Aufgaben
• a. Prüfe bitte anhand des Textauszugs über die Pflege von Angelgerät, ob die folgenden Aussagen stimmen, und belege jedes Ja oder Nein mit dem entscheidenden Wortlaut: (i) Nach dem Brandungsangeln hat man feinen Sand in der Rutentasche. (ii) Die Angeln werden nach dem Angeln mit kaltem Wasser abgespült. (iii) In der Pilkerbox war am nächsten Morgen auch alles aus Edelstahl rotbraun überzogen.
• b. Wohin werden die Angeln laut dem Textauszug über die Pflege von Angelgerät nach dem Abspülen zum Trocknen gestellt?

═══ Textauszug

Na ja was heißt kaputt putzen ? Ich rede auch nicht davon die Rolle komplett zu zerlegen etwas bessere Rollen sind inzwischen so gut gekapselt das dies nicht nötig ist.Aber es gibt in meinen Augen nichts schädlicheres für Ruten und Rolle als der feine Sand den man nach dem Brandungsangeln prinzipiell mit in der Rutentasche hat und das ist Gift für jede noch so gute Rolle. Außerdem ist Salzwasser eine Lauge und sei sie noch so verdünnt und Laugen sind agressiv und hinterlassen nicht sofort aber langfristig Schäden . Ich erinnere mich dann gerne an meine Pilkerbox in Norwegen den Deckel offen gelassen bei der Rückfahrt ordentlich Spritzwasser in die selbe und über Nacht schön arbeiten lassen. Kurzum am nächsten Morgen war alles was nicht aus Edelstahl war mit einem schönen Rotbraun überzogen (ich weiß das der Salzgehalt wesentlich höher ist). Oder als mein Freund sein Mefogeschirr ( Twin Power+Rute )nach dem Sommer aus seinem (feuchten) Keller holte. Er hatte sich beim letzten Watangeln damit lang gemacht die Rute und Rolle dabei einmal eingetaucht dann keine Lust mehr ab ins Futteral und ab in den Keller, als er sie im Herbst wieder hervor holte war von der Rutenberingung nicht mehr viel übrig und auch die Rolle war Schrottreif. Deshalb packe ich am morgen nach dem Angeln meine Angeln in die Dusche spüle sie mit lauwarmem Wasser ab löse die Bremse und stelle sie dann zum Trocknen ins Angelzimmer. Das Zeug is mir zu Teuer um so lieblos damit umzugehen und sieht so auch länger gut aus ich setze mich Nächte lang in Brandung dann hab ich auch die 5 min dafür übrig.

══════
═══ Bereitgestelltes Material

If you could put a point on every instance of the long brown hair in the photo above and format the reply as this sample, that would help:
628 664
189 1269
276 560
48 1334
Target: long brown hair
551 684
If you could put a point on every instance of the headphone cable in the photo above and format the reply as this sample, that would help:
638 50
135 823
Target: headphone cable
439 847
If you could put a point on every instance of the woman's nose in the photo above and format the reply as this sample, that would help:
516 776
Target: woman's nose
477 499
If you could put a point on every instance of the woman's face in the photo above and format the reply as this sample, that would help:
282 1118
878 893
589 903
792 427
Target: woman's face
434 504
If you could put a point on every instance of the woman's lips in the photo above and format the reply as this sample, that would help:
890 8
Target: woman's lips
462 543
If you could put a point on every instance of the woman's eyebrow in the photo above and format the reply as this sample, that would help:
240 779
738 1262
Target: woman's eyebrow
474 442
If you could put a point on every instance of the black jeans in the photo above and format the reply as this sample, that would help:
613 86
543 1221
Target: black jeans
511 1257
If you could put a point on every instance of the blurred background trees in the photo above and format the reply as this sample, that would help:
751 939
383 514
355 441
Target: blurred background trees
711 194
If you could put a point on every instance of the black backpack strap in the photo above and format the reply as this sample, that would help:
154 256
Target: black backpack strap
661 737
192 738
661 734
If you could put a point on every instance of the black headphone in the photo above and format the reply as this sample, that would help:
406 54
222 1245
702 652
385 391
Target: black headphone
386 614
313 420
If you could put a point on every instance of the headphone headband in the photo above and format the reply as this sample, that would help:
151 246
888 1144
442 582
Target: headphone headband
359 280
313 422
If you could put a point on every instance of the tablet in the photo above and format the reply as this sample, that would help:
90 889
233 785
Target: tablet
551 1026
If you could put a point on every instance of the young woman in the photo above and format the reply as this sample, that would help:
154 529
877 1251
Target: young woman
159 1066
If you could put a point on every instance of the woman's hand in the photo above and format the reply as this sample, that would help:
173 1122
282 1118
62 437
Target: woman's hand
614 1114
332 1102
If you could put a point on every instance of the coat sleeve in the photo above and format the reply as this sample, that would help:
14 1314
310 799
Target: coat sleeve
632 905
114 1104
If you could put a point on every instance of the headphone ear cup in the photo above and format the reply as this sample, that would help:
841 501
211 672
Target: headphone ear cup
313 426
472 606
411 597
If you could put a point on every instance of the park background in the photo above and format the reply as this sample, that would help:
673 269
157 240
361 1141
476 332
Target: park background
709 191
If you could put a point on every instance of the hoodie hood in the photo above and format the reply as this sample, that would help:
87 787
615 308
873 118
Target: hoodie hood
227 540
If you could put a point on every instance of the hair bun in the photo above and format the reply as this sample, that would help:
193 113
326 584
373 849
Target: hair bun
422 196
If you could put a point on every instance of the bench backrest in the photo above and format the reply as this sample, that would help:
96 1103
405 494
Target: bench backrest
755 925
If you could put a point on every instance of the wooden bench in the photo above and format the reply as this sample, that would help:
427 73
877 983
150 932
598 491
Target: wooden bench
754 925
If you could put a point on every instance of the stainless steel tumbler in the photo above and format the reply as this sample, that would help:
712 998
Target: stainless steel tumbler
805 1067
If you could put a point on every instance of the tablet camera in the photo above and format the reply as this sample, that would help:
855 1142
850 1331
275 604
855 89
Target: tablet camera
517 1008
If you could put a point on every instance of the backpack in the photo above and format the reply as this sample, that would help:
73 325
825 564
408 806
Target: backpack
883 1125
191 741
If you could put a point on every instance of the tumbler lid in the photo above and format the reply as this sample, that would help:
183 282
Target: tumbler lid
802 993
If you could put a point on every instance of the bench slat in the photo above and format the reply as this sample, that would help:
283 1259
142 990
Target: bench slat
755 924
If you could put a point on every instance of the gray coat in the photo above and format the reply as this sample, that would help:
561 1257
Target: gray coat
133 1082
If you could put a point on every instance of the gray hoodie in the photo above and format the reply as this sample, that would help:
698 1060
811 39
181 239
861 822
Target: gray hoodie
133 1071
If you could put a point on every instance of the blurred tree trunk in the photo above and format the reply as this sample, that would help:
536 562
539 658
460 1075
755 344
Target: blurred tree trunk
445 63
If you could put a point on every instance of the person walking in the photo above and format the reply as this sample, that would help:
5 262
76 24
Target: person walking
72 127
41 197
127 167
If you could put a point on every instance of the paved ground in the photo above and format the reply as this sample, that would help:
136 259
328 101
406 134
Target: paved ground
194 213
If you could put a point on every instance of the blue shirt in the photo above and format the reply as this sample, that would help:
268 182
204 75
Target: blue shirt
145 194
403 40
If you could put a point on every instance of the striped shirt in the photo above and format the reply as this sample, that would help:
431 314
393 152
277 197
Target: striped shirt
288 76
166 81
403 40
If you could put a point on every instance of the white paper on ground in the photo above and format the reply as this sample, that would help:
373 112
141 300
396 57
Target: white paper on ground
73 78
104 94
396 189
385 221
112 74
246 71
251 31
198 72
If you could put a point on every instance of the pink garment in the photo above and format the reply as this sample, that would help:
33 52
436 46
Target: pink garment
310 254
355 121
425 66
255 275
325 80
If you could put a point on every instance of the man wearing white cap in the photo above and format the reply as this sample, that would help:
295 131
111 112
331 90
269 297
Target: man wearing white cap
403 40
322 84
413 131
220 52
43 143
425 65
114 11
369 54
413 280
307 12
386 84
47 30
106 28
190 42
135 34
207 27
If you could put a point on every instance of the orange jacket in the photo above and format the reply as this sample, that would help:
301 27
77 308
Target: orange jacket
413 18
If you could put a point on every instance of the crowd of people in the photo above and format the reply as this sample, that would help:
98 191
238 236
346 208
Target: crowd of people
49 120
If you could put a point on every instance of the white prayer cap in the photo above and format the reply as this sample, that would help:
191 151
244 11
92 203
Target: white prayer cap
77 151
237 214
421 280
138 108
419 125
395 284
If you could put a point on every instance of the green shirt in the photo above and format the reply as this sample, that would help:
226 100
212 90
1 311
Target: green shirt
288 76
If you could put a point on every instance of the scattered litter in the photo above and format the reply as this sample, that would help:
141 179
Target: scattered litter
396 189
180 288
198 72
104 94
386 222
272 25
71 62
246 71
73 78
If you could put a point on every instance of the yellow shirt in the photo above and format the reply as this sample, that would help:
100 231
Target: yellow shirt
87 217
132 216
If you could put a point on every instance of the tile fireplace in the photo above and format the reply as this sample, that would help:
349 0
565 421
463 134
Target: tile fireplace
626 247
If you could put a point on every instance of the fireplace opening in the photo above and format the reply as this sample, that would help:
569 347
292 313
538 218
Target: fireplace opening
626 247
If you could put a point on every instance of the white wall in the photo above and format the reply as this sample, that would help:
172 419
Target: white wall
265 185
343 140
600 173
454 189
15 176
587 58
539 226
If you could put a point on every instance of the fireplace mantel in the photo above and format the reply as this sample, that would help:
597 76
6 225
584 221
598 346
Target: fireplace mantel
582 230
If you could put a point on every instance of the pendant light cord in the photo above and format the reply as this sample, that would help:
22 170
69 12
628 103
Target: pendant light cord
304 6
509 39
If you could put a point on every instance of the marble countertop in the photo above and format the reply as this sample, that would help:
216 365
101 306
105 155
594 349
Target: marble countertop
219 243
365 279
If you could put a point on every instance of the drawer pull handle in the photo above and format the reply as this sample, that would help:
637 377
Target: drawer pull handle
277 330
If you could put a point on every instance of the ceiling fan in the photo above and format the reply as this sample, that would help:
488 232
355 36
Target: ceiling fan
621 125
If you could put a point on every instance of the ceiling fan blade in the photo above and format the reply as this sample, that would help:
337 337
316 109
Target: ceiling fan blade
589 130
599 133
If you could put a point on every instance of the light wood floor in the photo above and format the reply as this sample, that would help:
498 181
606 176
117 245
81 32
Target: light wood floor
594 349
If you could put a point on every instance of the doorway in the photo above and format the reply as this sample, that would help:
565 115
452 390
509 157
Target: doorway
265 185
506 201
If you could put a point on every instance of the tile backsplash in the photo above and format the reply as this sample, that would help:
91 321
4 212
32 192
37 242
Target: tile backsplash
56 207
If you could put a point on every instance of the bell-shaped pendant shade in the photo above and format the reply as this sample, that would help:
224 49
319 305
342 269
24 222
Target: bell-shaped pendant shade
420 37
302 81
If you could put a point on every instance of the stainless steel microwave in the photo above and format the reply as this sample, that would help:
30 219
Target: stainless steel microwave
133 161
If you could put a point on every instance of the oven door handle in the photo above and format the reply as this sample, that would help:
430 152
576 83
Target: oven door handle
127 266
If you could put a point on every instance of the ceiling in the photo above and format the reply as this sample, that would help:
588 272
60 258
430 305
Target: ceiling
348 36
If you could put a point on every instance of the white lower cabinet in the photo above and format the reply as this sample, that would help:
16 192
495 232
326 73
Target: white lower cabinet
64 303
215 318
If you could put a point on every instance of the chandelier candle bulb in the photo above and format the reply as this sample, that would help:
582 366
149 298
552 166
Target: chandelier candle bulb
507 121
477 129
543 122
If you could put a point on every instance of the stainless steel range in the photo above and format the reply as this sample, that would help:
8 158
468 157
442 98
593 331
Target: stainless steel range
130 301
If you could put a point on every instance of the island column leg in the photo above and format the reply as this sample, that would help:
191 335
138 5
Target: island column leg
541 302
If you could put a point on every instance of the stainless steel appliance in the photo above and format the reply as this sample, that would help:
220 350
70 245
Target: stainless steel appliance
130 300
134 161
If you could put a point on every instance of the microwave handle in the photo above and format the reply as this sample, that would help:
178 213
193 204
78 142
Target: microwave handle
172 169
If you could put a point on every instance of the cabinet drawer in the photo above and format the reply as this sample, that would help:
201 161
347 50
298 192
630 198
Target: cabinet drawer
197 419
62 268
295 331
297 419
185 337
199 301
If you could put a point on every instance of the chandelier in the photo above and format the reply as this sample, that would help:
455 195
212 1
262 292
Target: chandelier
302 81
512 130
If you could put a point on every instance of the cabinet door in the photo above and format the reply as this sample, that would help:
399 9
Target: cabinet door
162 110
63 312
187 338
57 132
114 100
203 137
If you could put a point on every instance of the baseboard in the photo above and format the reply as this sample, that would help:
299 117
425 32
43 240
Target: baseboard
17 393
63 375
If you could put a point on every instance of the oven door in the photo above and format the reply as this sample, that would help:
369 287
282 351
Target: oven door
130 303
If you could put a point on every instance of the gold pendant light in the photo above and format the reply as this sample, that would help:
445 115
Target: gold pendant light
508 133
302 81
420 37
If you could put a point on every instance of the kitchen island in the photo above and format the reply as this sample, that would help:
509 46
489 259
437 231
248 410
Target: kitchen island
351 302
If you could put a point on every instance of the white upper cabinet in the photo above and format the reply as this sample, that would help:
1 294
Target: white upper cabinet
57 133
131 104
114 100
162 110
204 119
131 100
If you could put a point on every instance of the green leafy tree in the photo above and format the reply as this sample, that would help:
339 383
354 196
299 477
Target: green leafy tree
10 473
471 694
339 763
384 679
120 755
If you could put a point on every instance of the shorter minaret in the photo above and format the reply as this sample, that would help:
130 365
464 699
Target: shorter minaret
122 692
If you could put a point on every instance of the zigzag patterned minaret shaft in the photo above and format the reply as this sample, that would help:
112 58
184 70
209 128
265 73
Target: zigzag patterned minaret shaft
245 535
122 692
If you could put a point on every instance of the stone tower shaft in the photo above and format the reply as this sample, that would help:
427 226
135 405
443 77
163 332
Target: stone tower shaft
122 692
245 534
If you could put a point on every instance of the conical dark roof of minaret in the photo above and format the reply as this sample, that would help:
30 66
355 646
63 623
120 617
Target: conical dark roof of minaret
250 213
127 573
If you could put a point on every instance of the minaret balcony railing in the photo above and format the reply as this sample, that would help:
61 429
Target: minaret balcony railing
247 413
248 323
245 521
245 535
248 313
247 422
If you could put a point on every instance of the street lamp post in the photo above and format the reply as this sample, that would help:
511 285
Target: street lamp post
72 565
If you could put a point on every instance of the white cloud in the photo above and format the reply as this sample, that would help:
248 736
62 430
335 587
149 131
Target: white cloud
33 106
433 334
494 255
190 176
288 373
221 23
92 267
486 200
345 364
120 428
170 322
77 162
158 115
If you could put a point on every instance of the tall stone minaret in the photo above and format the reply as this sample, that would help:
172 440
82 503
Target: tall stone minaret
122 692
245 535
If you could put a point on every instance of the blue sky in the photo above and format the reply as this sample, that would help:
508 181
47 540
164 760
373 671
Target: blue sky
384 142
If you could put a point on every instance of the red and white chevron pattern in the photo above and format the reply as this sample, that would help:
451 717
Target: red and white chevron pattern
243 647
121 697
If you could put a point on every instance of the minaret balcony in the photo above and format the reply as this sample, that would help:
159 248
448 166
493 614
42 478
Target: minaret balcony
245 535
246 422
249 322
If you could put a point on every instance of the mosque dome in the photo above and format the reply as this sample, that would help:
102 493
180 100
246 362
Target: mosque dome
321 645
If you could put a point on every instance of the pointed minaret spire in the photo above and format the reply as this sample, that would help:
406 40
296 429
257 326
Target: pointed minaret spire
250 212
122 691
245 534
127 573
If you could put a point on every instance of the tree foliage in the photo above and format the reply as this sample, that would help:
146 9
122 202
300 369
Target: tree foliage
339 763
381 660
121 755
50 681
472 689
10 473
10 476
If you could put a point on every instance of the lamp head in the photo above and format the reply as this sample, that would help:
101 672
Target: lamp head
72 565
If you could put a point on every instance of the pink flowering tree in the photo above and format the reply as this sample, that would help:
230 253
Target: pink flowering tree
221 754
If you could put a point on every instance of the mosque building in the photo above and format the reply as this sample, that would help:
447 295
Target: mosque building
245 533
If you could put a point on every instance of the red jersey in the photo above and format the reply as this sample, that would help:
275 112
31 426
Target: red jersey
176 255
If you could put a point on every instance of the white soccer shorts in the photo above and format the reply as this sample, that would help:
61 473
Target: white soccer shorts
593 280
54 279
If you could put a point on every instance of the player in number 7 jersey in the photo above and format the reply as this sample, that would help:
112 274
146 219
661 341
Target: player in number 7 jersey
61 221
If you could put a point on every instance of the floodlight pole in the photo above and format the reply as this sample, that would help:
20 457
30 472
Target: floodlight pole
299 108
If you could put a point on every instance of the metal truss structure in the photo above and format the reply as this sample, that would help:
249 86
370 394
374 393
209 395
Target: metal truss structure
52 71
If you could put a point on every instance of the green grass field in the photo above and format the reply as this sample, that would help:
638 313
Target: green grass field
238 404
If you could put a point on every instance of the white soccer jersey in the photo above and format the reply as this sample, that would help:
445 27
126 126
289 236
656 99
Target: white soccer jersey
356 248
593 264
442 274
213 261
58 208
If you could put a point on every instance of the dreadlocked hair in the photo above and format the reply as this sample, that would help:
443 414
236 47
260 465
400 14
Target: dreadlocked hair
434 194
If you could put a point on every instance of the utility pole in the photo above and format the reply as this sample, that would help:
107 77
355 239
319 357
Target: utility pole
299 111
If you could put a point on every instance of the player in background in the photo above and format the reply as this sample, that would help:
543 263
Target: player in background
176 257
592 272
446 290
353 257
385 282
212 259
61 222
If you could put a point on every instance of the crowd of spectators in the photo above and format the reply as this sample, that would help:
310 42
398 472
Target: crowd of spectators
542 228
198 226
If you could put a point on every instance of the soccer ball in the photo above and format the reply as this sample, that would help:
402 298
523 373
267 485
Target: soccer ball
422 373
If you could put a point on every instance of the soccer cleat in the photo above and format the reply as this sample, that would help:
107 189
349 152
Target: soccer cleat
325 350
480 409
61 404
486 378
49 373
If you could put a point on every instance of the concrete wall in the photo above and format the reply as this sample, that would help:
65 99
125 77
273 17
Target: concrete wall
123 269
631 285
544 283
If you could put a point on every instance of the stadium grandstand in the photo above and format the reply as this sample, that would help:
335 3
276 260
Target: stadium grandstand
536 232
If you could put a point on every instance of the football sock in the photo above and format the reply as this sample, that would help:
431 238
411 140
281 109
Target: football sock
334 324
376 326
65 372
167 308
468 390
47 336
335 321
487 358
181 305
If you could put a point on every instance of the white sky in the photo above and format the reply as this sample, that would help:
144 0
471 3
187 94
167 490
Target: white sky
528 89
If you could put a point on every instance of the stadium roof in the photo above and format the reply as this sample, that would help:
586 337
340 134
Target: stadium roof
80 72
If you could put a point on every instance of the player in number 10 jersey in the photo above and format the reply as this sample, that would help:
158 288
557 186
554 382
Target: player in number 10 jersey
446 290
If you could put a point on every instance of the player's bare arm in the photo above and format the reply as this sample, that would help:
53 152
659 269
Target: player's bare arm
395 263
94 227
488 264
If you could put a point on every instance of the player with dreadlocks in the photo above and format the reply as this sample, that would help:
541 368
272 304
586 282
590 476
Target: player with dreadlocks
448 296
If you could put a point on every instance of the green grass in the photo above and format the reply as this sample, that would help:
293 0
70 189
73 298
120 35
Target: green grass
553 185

══════

Lösungen in Reihenfolge
• a.
(i) Ja: „der feine Sand den man nach dem Brandungsangeln prinzipiell mit in der Rutentasche hat“
(ii) Nein: „spüle sie mit lauwarmem Wasser ab“
(iii) Nein: „alles was nicht aus Edelstahl war mit einem schönen Rotbraun überzogen“

• b. Ins Angelzimmer.